• MATERIAL TO PROCESS:
####################

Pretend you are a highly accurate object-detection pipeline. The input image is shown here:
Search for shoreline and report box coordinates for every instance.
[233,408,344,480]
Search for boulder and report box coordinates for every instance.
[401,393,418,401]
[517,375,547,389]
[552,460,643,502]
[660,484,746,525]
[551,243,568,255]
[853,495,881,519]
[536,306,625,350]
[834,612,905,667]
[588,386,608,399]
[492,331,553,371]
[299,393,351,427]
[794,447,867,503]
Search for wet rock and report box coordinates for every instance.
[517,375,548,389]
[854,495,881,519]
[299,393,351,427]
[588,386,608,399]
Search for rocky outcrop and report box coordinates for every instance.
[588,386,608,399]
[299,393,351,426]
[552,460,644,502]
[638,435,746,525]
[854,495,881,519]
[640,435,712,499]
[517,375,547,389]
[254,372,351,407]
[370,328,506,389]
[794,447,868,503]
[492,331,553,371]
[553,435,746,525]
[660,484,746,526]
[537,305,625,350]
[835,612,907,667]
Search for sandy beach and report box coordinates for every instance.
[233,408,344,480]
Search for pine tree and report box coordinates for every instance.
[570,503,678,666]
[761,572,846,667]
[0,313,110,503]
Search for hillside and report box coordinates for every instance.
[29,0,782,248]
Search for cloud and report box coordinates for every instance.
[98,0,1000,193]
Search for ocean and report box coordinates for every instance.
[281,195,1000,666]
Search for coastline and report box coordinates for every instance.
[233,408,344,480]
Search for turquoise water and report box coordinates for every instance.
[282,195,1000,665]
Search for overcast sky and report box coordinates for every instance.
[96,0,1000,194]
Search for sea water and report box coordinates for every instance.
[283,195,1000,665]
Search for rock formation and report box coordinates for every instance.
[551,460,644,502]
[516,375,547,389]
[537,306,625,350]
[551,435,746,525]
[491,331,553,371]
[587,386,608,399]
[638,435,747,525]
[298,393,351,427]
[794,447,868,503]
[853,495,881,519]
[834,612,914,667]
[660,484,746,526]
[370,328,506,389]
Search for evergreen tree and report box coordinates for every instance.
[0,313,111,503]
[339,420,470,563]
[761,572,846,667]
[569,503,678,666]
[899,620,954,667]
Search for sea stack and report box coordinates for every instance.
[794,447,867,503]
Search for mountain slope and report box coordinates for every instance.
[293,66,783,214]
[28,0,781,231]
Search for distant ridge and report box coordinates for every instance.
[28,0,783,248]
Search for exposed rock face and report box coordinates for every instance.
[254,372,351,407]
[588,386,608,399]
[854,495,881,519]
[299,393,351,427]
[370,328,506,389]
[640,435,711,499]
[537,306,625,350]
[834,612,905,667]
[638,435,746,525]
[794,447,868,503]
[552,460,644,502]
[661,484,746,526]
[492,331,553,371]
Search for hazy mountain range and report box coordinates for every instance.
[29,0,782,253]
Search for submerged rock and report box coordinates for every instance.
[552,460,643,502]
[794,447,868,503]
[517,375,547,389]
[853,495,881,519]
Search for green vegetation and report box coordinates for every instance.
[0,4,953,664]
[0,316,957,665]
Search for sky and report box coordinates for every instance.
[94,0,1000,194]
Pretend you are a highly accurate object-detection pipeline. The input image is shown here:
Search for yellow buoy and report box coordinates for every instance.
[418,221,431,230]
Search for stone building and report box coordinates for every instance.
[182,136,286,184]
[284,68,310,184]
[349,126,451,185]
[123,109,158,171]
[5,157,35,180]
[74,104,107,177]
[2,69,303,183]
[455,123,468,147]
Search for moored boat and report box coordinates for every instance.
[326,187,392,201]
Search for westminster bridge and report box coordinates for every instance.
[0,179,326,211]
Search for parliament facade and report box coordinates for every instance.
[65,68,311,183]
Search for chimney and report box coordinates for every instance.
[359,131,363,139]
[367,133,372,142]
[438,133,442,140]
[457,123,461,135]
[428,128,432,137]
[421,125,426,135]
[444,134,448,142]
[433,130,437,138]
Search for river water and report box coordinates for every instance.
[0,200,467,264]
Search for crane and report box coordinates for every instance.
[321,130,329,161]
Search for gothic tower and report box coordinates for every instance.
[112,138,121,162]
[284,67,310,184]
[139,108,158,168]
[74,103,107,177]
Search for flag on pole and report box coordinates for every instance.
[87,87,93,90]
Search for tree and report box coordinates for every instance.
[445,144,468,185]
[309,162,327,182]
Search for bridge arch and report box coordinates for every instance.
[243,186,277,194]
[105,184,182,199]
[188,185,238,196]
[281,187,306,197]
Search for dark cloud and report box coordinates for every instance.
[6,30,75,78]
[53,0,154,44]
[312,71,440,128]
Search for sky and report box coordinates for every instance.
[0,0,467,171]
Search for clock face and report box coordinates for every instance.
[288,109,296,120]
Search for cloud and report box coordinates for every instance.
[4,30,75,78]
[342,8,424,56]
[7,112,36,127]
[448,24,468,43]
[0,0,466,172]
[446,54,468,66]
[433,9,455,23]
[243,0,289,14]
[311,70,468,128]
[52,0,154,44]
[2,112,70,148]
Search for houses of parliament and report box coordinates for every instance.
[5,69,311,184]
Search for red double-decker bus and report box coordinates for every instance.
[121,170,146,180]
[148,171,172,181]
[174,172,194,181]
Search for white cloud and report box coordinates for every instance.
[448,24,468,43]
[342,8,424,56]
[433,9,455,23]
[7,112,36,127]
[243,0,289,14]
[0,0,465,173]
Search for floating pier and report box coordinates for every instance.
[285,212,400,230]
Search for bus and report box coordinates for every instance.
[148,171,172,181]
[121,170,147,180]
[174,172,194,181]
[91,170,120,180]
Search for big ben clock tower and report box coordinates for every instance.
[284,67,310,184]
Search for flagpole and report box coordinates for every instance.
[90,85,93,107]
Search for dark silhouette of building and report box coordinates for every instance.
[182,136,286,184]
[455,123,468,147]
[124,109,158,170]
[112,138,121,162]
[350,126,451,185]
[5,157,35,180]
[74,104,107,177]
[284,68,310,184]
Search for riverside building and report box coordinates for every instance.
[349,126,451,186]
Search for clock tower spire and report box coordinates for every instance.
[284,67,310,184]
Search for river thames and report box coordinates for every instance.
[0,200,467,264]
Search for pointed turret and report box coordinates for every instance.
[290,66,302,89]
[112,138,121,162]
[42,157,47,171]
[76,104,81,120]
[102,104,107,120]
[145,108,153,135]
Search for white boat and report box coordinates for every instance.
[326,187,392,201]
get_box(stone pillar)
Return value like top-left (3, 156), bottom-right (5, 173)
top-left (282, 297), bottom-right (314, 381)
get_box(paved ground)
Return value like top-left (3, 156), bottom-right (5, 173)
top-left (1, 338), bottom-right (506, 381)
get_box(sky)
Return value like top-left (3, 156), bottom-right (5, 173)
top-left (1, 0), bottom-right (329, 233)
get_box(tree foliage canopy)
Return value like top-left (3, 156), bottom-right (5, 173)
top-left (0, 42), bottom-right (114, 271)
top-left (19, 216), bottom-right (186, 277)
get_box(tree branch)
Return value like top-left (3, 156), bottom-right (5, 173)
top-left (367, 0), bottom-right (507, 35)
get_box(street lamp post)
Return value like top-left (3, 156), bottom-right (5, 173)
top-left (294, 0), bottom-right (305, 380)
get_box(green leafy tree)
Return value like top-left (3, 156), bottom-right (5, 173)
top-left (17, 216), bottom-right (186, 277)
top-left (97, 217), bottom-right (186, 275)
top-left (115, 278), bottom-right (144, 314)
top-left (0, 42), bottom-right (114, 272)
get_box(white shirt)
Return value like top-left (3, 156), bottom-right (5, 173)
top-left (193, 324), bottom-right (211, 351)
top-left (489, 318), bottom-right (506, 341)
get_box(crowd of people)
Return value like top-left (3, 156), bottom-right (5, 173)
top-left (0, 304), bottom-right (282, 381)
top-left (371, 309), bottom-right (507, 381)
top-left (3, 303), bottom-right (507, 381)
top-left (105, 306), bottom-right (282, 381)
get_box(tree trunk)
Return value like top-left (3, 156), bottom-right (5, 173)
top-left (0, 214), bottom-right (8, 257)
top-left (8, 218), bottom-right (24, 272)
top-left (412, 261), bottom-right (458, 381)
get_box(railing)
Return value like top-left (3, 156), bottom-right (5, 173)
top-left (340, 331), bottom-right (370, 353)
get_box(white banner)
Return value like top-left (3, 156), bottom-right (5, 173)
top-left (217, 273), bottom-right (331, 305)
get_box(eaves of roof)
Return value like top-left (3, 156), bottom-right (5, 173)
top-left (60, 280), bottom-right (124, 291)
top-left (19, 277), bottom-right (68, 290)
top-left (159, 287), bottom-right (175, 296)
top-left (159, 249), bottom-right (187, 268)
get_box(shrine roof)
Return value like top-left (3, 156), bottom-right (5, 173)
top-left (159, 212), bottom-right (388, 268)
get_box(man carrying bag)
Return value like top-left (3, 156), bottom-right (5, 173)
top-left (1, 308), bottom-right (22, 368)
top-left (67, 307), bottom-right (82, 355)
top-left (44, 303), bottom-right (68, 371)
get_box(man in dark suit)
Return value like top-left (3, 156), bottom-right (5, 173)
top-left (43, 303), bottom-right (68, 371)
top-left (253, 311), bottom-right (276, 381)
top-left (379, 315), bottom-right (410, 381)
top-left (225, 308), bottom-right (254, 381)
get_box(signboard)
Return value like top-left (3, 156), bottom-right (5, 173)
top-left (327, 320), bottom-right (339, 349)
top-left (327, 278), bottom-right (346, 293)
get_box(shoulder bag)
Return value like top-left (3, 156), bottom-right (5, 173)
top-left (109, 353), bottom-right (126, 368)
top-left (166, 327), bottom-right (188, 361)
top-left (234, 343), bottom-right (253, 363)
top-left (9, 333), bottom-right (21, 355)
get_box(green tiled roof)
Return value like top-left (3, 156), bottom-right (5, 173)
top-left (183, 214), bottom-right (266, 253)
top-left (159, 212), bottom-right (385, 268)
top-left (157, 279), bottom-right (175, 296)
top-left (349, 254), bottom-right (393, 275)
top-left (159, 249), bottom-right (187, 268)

####################

• TASK DETAILS:
Please output exactly the lines between the one holding "get_box(paved ground)" and the one holding "get_box(railing)" in the records above, inclusive, and nothing more.

• ANSWER:
get_box(paved ground)
Return value like top-left (3, 156), bottom-right (5, 173)
top-left (1, 338), bottom-right (506, 381)
get_box(sky)
Return value like top-left (3, 156), bottom-right (5, 173)
top-left (1, 0), bottom-right (329, 233)
get_box(tree foliage canopy)
Return value like top-left (3, 156), bottom-right (5, 173)
top-left (0, 42), bottom-right (114, 271)
top-left (19, 216), bottom-right (186, 277)
get_box(tree branch)
Return value like top-left (3, 156), bottom-right (5, 173)
top-left (367, 0), bottom-right (507, 35)
get_box(street lamp post)
Return value like top-left (3, 156), bottom-right (5, 173)
top-left (294, 0), bottom-right (305, 380)
get_box(green leafy tree)
Return value like top-left (3, 156), bottom-right (5, 173)
top-left (17, 216), bottom-right (186, 277)
top-left (97, 217), bottom-right (186, 275)
top-left (115, 278), bottom-right (144, 314)
top-left (0, 42), bottom-right (114, 272)
get_box(white shirt)
Return value like top-left (3, 156), bottom-right (5, 173)
top-left (193, 324), bottom-right (211, 351)
top-left (489, 318), bottom-right (506, 341)
get_box(crowd of people)
Return value like top-left (3, 156), bottom-right (5, 173)
top-left (0, 304), bottom-right (282, 381)
top-left (371, 309), bottom-right (507, 381)
top-left (3, 303), bottom-right (507, 381)
top-left (105, 306), bottom-right (282, 381)
get_box(tree trunk)
Return value like top-left (3, 156), bottom-right (5, 173)
top-left (0, 214), bottom-right (8, 257)
top-left (8, 218), bottom-right (24, 272)
top-left (412, 261), bottom-right (458, 381)
get_box(railing)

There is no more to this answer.